----- GIVEN RECORDS -----

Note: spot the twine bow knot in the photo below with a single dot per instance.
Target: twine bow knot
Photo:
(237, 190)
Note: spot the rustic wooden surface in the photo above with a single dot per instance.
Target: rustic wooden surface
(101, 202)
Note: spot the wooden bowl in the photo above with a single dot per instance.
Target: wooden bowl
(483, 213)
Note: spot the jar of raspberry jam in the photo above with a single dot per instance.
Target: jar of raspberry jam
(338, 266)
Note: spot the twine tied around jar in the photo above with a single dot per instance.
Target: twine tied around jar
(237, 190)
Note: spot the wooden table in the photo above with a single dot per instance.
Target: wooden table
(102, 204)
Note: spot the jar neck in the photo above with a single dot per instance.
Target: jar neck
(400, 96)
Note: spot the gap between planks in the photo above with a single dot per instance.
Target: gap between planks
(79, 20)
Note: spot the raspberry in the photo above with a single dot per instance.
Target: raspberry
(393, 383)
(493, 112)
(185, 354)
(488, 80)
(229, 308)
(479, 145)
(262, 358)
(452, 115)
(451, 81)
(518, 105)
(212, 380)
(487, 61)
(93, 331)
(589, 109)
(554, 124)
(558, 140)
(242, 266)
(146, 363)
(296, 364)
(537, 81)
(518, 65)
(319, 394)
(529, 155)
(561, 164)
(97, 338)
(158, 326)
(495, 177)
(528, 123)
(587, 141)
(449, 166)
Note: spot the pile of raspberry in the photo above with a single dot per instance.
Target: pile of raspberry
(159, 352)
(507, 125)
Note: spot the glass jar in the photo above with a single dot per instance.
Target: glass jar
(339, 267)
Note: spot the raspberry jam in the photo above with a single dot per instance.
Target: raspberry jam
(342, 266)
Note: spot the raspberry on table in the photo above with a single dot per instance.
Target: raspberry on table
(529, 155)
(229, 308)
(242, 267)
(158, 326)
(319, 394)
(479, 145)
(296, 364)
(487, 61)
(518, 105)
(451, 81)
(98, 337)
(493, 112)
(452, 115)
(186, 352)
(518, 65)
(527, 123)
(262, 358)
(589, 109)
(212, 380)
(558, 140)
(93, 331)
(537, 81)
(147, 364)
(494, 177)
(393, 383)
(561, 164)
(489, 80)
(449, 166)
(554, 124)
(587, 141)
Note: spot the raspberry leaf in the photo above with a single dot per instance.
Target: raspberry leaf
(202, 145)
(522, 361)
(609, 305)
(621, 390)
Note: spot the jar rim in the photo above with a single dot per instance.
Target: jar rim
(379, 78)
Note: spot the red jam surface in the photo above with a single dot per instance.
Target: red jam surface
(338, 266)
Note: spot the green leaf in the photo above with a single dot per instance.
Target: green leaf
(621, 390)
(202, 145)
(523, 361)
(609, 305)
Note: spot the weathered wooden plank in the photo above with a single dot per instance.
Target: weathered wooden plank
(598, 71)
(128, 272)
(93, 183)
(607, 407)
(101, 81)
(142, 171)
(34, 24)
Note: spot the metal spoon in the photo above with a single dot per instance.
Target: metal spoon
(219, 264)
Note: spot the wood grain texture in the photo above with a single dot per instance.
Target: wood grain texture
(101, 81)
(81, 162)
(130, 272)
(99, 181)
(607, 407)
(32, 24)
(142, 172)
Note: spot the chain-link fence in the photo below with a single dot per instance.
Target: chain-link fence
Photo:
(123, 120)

-----

* **AIM OF THE TASK**: Each line of the data that has the string "link" should be returned.

* **SOLUTION TO THE EXERCISE**:
Note: spot the chain-link fence in the photo below with a single dot per instance.
Target: chain-link fence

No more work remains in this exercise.